### Page text
····················
- If an NDA or ANDA holder is withdrawing its product from sale (or intends to), it should submit the notification in a letter to the applicable NDA or ANDA file through the electronic submissions gateway 180 days prior to the withdrawal. If that is not possible, the notice should be made “as soon as practicable,” but no later than the date of withdrawal from sale.
- A drug product’s move to or from the Discontinued Section is normally reflected in a future Orange Book monthly cumulative supplement update.
- Prior to a request that an application be moved from the Discontinued Section to the Active Section, the application holder should determine whether the submission of an NDA or ANDA supplement is required prior to, or at the time of, introduction of the drug product into the marketplace.
- If a prior approval supplement is required, the application holder should notify FDA one to two months prior to the anticipated approval supplement, through a submission to the application file, that the holder looks to sell (or resell).
····················
### Provided information
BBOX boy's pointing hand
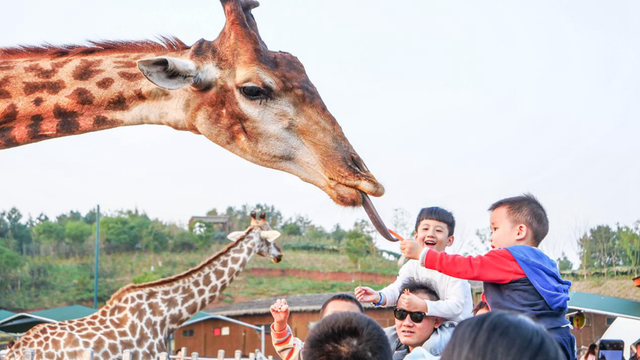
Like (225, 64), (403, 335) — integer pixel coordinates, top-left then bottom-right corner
(400, 239), (422, 260)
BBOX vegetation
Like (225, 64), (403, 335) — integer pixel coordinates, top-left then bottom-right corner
(0, 204), (397, 310)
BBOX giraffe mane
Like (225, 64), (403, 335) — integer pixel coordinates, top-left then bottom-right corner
(0, 36), (191, 59)
(104, 226), (256, 307)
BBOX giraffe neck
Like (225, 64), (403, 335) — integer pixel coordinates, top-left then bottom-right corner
(0, 51), (195, 149)
(103, 230), (259, 335)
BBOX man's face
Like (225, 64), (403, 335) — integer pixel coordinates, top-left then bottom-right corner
(490, 206), (518, 250)
(416, 219), (453, 251)
(322, 300), (362, 318)
(395, 293), (442, 351)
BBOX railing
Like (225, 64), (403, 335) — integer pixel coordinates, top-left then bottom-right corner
(22, 348), (273, 360)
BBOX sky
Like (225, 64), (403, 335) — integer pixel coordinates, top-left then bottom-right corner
(0, 0), (640, 264)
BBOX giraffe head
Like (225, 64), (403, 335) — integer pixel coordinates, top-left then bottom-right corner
(227, 211), (283, 264)
(138, 0), (384, 206)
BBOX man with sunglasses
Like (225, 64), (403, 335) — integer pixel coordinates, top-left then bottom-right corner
(385, 278), (455, 360)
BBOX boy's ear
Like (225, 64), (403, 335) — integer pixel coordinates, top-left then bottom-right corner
(447, 235), (454, 246)
(516, 224), (529, 241)
(433, 317), (444, 329)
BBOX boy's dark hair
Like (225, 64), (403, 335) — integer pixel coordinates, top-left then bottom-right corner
(398, 278), (440, 301)
(471, 300), (489, 316)
(320, 294), (364, 317)
(441, 311), (565, 360)
(414, 206), (456, 236)
(302, 312), (393, 360)
(489, 193), (549, 246)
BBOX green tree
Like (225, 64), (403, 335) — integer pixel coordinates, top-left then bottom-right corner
(0, 245), (23, 292)
(64, 220), (93, 245)
(556, 252), (573, 271)
(31, 221), (65, 244)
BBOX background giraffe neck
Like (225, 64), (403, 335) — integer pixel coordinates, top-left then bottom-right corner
(0, 49), (193, 149)
(103, 232), (259, 334)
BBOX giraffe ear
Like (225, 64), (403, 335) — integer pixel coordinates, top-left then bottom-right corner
(138, 56), (198, 90)
(260, 230), (280, 242)
(227, 231), (244, 241)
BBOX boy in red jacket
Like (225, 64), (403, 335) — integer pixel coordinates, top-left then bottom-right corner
(400, 194), (576, 360)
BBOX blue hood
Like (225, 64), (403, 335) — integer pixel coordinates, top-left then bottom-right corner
(506, 245), (571, 311)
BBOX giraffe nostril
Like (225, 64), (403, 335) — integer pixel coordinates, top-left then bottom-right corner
(351, 154), (369, 173)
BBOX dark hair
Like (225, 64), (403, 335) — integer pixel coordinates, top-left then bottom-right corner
(489, 193), (549, 246)
(441, 311), (564, 360)
(414, 206), (456, 236)
(320, 294), (364, 317)
(302, 312), (393, 360)
(471, 300), (489, 316)
(398, 278), (440, 301)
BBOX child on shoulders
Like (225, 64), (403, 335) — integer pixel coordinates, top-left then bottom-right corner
(400, 194), (576, 360)
(355, 207), (473, 322)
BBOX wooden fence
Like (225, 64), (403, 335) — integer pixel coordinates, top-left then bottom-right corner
(22, 348), (274, 360)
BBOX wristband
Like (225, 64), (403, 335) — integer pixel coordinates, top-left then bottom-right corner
(373, 291), (384, 306)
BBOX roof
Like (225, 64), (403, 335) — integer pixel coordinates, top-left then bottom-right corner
(199, 293), (374, 321)
(0, 310), (16, 321)
(0, 305), (96, 334)
(569, 291), (640, 320)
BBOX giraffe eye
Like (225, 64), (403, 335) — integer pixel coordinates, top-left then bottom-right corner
(240, 85), (269, 100)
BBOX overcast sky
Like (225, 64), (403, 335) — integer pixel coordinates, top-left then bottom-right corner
(0, 0), (640, 262)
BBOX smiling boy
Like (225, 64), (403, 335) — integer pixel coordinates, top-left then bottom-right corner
(355, 206), (473, 322)
(400, 194), (576, 360)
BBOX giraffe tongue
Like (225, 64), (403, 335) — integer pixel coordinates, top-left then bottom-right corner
(358, 190), (399, 241)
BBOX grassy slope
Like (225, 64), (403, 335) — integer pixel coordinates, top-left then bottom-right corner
(0, 245), (640, 309)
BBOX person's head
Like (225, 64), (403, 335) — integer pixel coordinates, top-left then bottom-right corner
(415, 206), (456, 251)
(302, 312), (393, 360)
(441, 311), (564, 360)
(489, 194), (549, 249)
(320, 294), (364, 318)
(471, 300), (490, 316)
(393, 278), (442, 350)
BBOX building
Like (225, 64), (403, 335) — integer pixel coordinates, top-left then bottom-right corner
(173, 293), (395, 358)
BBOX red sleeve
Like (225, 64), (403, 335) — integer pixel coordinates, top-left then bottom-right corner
(424, 249), (526, 284)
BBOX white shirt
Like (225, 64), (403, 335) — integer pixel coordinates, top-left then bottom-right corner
(380, 260), (473, 322)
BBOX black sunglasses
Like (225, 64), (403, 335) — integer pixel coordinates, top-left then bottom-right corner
(393, 308), (427, 324)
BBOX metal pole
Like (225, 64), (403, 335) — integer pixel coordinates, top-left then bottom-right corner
(93, 205), (100, 309)
(260, 325), (265, 355)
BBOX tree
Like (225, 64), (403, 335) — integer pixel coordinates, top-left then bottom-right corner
(64, 220), (93, 245)
(618, 220), (640, 276)
(31, 221), (65, 244)
(556, 251), (573, 271)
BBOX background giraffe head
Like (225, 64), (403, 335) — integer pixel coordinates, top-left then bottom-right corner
(227, 211), (283, 264)
(138, 0), (384, 206)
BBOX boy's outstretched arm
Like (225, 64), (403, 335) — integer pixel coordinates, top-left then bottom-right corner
(400, 241), (526, 284)
(269, 299), (304, 360)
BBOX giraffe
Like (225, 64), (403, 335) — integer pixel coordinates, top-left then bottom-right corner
(4, 212), (283, 360)
(0, 0), (384, 206)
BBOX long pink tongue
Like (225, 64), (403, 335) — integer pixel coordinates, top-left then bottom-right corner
(358, 190), (400, 241)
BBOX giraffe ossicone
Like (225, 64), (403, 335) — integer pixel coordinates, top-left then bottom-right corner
(0, 0), (384, 206)
(4, 211), (283, 360)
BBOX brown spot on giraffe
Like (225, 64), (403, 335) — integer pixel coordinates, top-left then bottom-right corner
(0, 103), (18, 126)
(105, 93), (129, 111)
(96, 77), (115, 90)
(53, 104), (80, 134)
(71, 59), (104, 81)
(118, 71), (143, 81)
(23, 80), (65, 96)
(69, 87), (96, 106)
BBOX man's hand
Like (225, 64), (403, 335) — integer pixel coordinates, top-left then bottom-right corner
(353, 286), (380, 303)
(269, 299), (289, 332)
(400, 239), (422, 260)
(396, 290), (429, 313)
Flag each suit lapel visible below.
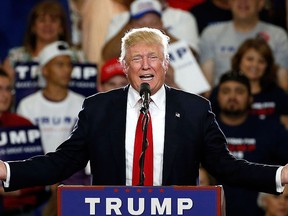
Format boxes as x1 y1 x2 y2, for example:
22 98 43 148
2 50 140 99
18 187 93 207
162 87 181 185
110 87 128 185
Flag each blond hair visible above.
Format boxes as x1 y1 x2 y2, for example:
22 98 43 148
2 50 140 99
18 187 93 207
119 27 170 62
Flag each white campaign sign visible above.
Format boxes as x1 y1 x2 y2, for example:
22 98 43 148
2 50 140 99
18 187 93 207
169 41 211 94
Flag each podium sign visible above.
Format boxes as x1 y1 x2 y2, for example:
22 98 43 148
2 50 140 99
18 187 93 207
58 186 224 216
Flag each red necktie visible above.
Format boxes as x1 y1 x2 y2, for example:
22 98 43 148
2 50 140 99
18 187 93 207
132 113 153 186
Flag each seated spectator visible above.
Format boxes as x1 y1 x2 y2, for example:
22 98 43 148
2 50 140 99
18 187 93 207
3 0 85 79
0 68 50 216
216 72 288 216
199 0 288 90
98 58 128 91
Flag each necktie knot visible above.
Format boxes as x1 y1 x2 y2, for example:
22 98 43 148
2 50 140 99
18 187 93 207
····················
### Goal of the exercise
According to the Orange Book passage, how far ahead of withdrawing a product from sale should an NDA or ANDA holder submit its notification?

### Solution to this exercise
180 days prior to the withdrawal.